╔══
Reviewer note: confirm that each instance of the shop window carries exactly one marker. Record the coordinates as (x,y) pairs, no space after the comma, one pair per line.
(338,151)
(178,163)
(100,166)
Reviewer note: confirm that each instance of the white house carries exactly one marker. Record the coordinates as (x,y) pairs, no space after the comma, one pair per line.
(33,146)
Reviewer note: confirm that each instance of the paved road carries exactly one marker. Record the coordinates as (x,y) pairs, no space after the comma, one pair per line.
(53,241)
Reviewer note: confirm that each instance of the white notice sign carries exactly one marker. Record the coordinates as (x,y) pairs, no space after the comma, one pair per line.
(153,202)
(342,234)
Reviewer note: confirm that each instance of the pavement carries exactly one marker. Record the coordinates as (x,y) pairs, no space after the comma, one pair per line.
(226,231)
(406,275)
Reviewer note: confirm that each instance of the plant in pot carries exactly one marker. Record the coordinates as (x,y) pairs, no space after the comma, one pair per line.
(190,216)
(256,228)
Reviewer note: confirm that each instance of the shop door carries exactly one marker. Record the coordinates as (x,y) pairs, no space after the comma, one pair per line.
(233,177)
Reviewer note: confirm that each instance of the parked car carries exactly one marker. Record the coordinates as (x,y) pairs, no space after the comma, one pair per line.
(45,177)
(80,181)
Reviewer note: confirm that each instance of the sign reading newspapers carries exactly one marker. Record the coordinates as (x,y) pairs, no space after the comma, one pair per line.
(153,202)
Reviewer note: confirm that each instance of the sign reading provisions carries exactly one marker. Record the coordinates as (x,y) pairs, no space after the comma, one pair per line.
╚══
Given instruction:
Quote verbatim the line containing "Reviewer note: confirm that each instance of the white house" and every line after it through the end of the records above.

Full response:
Reviewer note: confirm that each instance of the white house carries exactly one marker. Record the coordinates as (x,y) pairs, no space after the comma, one pair per line.
(33,146)
Reviewer note: confirm that each instance of the paved road carries exactly one marker. Record the coordinates as (x,y) pairs, no space after the comma, one pair per line.
(53,241)
Reviewer note: confirm that each instance of the white notice sign carries exactly one marker. Record the coordinates as (x,y) pairs, no space after the comma, one pair per line.
(153,202)
(342,234)
Reviewer note: confirm that each instance of the pavement carries exactly one marker. Record the coordinates as (x,y) pairs, no space after the comma, one pair per line.
(226,231)
(406,275)
Reviewer note: confirm that each instance of the plant in pot carries exactly one marker. Record the coordinates as (x,y) pairs, no space after the comma, one pair per line.
(190,216)
(256,228)
Reviewer note: confirm that each instance of the shop door carries exactly one marker. Record the coordinates as (x,y) pairs, no space after the comma, one pair per line.
(233,177)
Reviewer note: confirm that each instance of the parked car carries exactly one marker. Record the coordinates as (x,y) pairs, no space after the comma, one pair per line.
(45,177)
(80,181)
Reviewer note: confirm that each instance of the sign reading newspapers carries exactly one marker. Record the coordinates as (x,y) pairs, no space after the comma, one pair per line.
(153,202)
Reviewer note: confirm that each instance of the sign reading provisions carries exactly one marker. Record the coordinates as (x,y) pairs, no space after the comma, one pair per line.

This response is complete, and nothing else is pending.